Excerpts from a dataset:
┄┄┄┄┄┄┄┄┄┄
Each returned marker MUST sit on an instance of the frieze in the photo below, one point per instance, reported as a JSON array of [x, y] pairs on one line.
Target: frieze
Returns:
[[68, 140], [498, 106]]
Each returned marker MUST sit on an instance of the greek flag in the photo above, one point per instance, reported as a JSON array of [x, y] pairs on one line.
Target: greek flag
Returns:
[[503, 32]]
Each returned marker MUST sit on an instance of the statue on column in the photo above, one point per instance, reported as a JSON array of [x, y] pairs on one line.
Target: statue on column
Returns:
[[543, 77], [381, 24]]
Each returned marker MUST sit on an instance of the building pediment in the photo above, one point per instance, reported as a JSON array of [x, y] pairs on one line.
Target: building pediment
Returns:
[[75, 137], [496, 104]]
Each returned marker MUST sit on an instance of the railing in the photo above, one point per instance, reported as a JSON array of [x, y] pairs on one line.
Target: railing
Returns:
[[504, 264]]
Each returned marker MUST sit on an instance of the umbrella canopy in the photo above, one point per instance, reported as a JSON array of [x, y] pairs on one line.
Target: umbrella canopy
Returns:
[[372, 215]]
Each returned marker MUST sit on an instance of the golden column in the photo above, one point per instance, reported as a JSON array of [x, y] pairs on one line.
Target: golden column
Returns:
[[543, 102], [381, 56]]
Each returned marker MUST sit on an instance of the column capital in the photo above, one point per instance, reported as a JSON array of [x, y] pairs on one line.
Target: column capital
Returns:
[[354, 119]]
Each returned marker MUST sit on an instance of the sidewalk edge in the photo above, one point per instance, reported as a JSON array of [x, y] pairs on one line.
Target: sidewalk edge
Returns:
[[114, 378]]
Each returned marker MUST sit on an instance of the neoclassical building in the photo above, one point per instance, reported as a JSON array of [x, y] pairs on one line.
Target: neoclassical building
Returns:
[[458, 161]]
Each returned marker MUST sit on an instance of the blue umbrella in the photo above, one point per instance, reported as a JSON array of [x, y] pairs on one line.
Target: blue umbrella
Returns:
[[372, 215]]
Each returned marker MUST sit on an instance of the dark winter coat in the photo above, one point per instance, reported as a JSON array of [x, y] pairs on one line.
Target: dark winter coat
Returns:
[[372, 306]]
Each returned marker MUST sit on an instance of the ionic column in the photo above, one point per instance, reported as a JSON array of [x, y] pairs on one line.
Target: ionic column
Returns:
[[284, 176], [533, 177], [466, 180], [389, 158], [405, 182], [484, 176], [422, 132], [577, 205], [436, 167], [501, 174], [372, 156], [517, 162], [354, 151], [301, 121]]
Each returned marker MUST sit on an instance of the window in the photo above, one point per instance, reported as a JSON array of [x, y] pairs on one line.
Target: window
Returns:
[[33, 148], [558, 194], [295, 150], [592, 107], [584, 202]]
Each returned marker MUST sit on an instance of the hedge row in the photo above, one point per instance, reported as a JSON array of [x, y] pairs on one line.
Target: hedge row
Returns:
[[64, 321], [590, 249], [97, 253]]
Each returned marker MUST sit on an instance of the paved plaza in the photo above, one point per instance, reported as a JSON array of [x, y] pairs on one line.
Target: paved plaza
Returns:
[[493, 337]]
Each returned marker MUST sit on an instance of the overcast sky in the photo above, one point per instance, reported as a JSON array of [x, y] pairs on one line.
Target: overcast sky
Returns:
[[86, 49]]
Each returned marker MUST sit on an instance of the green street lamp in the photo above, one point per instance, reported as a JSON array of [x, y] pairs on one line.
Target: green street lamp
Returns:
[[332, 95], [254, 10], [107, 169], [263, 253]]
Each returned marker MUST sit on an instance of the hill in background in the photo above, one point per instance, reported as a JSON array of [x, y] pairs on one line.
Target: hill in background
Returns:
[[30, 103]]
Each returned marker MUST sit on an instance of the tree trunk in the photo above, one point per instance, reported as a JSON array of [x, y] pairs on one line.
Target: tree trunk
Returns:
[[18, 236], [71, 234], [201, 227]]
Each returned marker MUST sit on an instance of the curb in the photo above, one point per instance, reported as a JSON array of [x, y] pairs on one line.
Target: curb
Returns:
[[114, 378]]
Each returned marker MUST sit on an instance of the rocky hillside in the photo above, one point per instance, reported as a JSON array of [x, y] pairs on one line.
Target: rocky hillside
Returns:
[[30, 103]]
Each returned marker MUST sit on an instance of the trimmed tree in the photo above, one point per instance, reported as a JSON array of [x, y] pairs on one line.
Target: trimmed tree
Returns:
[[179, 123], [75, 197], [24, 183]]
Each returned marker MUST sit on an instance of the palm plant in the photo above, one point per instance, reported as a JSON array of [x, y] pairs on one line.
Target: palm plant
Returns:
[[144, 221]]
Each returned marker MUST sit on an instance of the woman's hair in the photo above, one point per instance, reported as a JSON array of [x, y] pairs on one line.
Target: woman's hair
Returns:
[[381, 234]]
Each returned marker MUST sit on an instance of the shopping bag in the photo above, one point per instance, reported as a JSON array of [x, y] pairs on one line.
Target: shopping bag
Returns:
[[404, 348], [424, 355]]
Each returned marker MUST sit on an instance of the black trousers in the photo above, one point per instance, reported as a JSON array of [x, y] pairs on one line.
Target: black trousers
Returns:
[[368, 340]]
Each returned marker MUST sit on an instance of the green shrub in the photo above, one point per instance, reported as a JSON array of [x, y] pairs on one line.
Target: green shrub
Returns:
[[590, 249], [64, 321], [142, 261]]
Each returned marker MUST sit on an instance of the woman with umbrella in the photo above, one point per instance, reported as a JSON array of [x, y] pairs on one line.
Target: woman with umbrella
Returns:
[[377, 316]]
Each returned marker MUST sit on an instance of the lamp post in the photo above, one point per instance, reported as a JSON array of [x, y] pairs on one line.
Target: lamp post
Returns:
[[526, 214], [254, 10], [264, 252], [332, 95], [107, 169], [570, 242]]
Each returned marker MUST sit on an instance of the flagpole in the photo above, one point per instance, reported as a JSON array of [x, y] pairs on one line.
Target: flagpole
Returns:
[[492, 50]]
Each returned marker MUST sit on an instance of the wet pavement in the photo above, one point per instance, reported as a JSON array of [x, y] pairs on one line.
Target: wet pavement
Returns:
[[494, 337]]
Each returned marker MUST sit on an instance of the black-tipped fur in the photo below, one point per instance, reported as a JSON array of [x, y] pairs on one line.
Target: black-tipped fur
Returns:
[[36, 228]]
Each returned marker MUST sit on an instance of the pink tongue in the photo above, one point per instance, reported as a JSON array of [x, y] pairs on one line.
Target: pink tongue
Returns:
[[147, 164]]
┄┄┄┄┄┄┄┄┄┄
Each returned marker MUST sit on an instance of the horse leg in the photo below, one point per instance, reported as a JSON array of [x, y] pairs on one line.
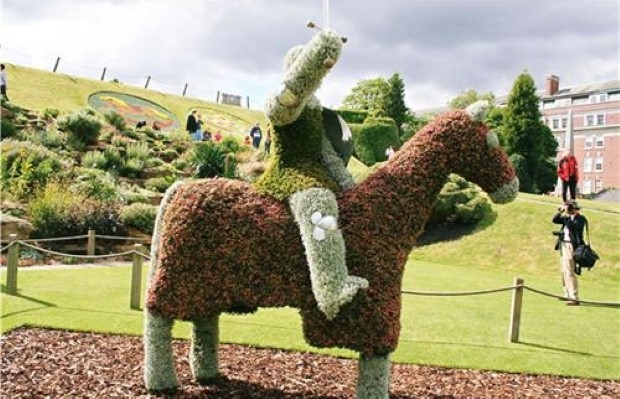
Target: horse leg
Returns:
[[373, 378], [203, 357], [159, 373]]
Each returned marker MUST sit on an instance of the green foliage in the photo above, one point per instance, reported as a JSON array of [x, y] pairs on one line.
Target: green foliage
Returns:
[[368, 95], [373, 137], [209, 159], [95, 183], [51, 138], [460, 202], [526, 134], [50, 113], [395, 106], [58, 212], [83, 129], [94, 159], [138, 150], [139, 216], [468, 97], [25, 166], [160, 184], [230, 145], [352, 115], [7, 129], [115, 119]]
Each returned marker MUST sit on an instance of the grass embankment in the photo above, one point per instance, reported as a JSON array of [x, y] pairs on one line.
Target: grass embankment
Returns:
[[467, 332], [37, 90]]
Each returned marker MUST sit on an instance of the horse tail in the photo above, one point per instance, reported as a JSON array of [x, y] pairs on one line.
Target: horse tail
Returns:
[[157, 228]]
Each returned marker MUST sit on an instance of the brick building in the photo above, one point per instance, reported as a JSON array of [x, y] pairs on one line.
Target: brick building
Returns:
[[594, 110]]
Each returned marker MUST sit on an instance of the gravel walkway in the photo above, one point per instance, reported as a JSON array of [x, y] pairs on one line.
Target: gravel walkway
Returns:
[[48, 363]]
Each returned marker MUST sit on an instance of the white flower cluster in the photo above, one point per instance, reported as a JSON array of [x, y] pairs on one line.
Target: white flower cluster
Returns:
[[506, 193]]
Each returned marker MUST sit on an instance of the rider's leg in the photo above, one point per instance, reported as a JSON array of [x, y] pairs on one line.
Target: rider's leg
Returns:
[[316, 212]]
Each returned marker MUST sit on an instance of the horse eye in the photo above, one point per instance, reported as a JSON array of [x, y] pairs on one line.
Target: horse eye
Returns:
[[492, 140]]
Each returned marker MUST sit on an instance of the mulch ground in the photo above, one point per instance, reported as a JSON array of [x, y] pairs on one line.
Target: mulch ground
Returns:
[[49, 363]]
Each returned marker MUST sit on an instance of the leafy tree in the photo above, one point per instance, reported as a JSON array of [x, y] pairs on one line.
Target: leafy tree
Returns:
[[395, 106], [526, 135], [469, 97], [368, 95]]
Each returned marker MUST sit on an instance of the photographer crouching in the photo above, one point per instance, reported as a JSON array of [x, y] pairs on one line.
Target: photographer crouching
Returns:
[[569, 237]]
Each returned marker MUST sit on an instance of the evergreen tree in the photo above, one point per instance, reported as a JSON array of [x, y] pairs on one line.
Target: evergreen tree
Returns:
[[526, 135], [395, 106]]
┄┄┄┄┄┄┄┄┄┄
WHAT IS BEING ASKED: Copy each line above that contains the string "grass".

YOUR RESPONSE:
Each returned marker MUST sit on an instance of the grass embankment in the photo above, one point per instance, reported as a JSON array of [x, y] pairs on one line.
Target: grass embankment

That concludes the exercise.